[Contents]
1) Image classification 1
2) Annotation data efficient learning
Image classification 1
- 우리는 오감 중 특히 시각에 의존하여 사물을 바라보고 이해하며 살아가고 있다
- 동일한 프로세스를 컴퓨터에 적용한 컴퓨터 비전이다
- 여기에서는 컴퓨터 비전 (CV)의 첫 시간으로 CV에 대해 짧게 소개하고, CV에서 가장 기본적인 task, image clasiification을 소개한다
- Image Classification은 사진이 주어졌을 때 특정 카테고리로 분류하는 task이다
- 이번에는 먼저 기존의 머신러닝과 구분되는 딥러닝을 사용한 Image classification의 특징에 대해서 배운다
- 다음으로 대표적인 CNN 모델인 AlexNet을 배우고 이에 대한 실습을 진행한다
- 끝으로 가장 유명한 classification 모델 중 하나인 VGGNet에 대해 배운다
Further Reading
Course overview
Why is visual perception important?
What is computer vision?
- 사람이 정면을 이해하는 과정
- 컴퓨터가 정면을 이해하는 과정
- rendering : 정보를 통해서 2d 이미지를 drawing 하는 테크닉
- Visual perception & intelligence
- Input : visual data (image or video)

◆ 과제 안내 ◆
a) 본문에서 "우리는 오감 중"으로 시작하는 단락을 주요 사실만 남겨 짧은 목록으로 다시 써 주세요.
b) 행 가운데 "sagebrush"라는 문자열이 들어 있는 줄을 세고 그 수만 답하라.
본문과 행 데이터는 서로 관련이 없습니다.

◆ 위치 식별 기록 ◆

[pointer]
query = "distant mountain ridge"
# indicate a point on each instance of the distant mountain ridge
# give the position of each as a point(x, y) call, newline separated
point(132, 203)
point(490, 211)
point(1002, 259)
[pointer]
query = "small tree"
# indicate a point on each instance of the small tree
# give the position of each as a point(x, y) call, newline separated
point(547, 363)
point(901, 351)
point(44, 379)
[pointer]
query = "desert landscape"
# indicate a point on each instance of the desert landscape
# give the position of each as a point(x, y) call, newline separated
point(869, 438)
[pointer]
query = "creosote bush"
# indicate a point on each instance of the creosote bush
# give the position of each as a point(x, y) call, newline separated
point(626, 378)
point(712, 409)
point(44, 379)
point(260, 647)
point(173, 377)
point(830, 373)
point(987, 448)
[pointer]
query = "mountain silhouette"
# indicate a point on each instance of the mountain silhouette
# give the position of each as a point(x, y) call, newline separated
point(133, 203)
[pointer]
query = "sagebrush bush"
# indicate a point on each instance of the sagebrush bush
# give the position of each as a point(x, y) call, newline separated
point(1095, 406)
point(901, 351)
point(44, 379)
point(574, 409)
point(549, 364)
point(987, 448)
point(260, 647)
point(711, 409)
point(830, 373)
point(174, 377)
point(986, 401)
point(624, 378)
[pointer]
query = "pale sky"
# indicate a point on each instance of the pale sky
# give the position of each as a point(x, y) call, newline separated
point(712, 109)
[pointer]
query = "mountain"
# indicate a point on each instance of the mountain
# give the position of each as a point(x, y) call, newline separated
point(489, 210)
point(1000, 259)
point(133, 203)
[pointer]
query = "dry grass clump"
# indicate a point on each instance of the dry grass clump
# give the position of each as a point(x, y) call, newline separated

◆ 과제 답안 ◆
a)
- 사람은 주로 시각으로 사물을 보고 이해하며, 이 과정을 컴퓨터에 적용한 것이 컴퓨터 비전(CV)이다.
- CV를 짧게 소개하고, CV의 가장 기본적인 task인 image classification을 다룬다.
- Image classification은 주어진 사진을 특정 카테고리로 분류하는 task이다.
- 먼저 기존 머신러닝과 구분되는 딥러닝 기반 image classification의 특징을 배운다.
- 다음으로 대표적인 CNN 모델인 AlexNet을 배우고 실습한다.
- 끝으로 가장 유명한 classification 모델 중 하나인 VGGNet을 배운다.

b) 2